— EXERCISE DESCRIPTION —
Print the data from the line with "Locate the blue" to the line with "[208,135,213,196]", including both of those lines, and reproduce each line character for character.

— RECORDS FOR THE EXERCISE —
★ ★ ★ ★ ★ ★ ★
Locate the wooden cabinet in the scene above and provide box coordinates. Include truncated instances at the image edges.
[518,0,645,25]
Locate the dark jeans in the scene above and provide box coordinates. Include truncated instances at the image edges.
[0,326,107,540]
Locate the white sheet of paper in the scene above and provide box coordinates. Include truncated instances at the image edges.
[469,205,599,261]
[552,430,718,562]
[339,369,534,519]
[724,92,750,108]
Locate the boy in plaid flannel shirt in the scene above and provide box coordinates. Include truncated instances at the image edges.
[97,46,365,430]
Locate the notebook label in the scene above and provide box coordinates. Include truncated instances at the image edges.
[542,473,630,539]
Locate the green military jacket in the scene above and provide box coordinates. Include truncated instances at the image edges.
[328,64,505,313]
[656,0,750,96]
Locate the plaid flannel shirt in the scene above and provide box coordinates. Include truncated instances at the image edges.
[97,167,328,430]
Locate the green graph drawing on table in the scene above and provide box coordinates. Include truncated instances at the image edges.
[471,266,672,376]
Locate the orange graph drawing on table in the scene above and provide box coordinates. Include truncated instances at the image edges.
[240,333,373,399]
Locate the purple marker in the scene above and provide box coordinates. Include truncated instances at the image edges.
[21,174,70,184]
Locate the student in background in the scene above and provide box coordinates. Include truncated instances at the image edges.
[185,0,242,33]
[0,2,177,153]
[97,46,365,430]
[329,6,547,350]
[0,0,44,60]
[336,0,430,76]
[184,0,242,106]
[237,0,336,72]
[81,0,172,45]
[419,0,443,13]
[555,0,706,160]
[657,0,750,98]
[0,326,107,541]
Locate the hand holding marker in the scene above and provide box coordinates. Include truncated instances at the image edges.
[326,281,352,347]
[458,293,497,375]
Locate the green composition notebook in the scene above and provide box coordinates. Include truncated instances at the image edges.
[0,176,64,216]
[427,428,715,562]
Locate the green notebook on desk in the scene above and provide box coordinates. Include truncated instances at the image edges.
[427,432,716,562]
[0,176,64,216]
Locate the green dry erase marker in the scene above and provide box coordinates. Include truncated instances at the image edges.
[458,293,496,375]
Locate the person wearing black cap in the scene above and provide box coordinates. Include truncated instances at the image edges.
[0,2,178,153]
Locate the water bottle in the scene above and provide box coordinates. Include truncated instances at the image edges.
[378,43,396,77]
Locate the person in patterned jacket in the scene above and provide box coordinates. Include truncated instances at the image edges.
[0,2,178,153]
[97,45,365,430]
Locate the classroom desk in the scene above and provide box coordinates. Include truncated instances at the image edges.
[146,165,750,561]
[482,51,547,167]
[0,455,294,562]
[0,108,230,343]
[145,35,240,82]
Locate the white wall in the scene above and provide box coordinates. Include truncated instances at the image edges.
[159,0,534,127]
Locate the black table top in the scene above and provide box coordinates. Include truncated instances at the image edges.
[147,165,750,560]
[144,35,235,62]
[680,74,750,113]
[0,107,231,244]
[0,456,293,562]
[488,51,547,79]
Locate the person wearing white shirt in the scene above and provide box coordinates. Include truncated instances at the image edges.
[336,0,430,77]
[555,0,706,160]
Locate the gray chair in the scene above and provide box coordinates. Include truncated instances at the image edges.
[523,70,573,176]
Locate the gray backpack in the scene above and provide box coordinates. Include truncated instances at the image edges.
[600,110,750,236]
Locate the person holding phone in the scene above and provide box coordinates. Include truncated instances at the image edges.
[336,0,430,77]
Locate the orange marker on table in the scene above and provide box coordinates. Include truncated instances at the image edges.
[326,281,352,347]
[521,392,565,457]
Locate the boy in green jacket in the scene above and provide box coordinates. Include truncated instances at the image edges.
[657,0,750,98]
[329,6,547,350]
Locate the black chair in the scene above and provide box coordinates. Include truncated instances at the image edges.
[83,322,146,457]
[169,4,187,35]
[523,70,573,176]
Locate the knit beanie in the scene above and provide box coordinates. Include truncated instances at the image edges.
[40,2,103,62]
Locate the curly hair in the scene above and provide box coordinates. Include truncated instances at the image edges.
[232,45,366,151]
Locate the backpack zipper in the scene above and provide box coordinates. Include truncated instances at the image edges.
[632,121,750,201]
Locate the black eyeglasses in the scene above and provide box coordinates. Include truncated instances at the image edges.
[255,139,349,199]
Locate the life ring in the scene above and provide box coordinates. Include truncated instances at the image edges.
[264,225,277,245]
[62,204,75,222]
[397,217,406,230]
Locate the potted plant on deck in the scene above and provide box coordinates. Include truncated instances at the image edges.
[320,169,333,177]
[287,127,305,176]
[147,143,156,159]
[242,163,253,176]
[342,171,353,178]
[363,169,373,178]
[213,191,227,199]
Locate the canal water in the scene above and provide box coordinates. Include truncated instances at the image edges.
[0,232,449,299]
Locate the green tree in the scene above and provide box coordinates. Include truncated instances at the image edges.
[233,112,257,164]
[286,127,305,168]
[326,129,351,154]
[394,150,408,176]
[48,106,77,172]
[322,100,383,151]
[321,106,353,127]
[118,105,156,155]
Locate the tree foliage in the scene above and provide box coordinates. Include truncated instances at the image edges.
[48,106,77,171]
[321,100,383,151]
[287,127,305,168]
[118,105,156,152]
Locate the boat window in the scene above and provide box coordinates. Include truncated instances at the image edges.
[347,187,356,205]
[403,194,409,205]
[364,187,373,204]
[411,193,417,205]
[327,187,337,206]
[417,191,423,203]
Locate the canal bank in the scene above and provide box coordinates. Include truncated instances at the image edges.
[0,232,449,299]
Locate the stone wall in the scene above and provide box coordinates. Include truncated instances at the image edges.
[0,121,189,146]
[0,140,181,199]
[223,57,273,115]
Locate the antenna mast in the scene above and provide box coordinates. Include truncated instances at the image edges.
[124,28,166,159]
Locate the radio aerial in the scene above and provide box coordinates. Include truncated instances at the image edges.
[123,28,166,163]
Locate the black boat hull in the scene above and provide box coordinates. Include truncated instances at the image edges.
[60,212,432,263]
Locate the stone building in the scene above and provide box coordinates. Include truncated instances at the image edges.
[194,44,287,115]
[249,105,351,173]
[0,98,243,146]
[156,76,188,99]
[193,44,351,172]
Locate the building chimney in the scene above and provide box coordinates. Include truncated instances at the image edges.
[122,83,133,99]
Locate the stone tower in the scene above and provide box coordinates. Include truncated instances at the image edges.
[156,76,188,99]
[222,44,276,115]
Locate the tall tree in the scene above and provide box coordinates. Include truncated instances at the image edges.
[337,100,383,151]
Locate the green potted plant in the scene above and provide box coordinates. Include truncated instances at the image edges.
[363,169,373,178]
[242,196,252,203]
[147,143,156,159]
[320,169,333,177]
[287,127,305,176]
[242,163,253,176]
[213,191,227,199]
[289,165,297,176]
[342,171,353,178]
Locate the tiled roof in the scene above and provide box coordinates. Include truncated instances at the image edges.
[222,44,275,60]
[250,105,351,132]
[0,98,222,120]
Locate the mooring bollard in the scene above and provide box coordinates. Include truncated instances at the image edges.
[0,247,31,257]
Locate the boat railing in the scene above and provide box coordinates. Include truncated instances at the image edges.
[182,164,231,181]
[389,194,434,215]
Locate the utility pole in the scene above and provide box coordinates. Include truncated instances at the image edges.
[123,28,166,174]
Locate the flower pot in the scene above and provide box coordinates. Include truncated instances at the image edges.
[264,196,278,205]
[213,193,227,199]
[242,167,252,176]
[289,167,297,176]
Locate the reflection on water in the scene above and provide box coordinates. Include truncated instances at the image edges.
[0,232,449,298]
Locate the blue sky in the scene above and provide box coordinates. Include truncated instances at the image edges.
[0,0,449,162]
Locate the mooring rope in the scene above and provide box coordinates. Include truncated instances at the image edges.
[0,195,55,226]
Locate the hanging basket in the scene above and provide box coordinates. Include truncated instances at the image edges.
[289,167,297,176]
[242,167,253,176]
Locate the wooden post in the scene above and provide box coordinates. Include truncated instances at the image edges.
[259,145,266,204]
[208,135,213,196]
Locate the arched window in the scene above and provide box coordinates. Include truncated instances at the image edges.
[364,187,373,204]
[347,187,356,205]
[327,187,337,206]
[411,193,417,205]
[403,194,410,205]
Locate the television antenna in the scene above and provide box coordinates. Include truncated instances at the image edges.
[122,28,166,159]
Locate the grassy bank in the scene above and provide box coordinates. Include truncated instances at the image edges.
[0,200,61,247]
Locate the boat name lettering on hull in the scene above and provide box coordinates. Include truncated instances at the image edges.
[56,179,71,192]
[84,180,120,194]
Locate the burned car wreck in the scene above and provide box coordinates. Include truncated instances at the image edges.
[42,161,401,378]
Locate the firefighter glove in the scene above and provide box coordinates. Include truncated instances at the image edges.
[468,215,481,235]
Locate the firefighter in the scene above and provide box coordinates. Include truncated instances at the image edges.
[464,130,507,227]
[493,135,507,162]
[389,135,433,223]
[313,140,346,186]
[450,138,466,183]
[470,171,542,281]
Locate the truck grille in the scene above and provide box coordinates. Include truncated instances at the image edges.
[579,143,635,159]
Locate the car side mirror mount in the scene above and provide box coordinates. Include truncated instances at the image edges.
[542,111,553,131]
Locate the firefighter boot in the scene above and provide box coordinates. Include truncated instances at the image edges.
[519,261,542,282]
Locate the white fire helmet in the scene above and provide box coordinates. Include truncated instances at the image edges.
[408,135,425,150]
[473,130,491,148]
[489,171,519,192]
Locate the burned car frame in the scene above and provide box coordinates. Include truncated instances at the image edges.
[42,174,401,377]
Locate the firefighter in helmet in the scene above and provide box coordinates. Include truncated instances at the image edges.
★ ★ ★ ★ ★ ★ ★
— WRITTEN REPLY —
Locate the blue sky in the scene above and provide box coordinates. Include truncated instances at the image edges.
[0,0,449,162]
Locate the mooring rope in the scene above and provide box coordinates. Include truncated instances at the image edges.
[0,195,55,226]
Locate the hanging basket in the scene above and provide box coordinates. Include truncated instances at the image edges.
[289,167,297,176]
[242,167,253,176]
Locate the wooden post in the scene above and provide box coordinates. Include truncated instances at the image edges.
[259,145,266,204]
[208,135,213,196]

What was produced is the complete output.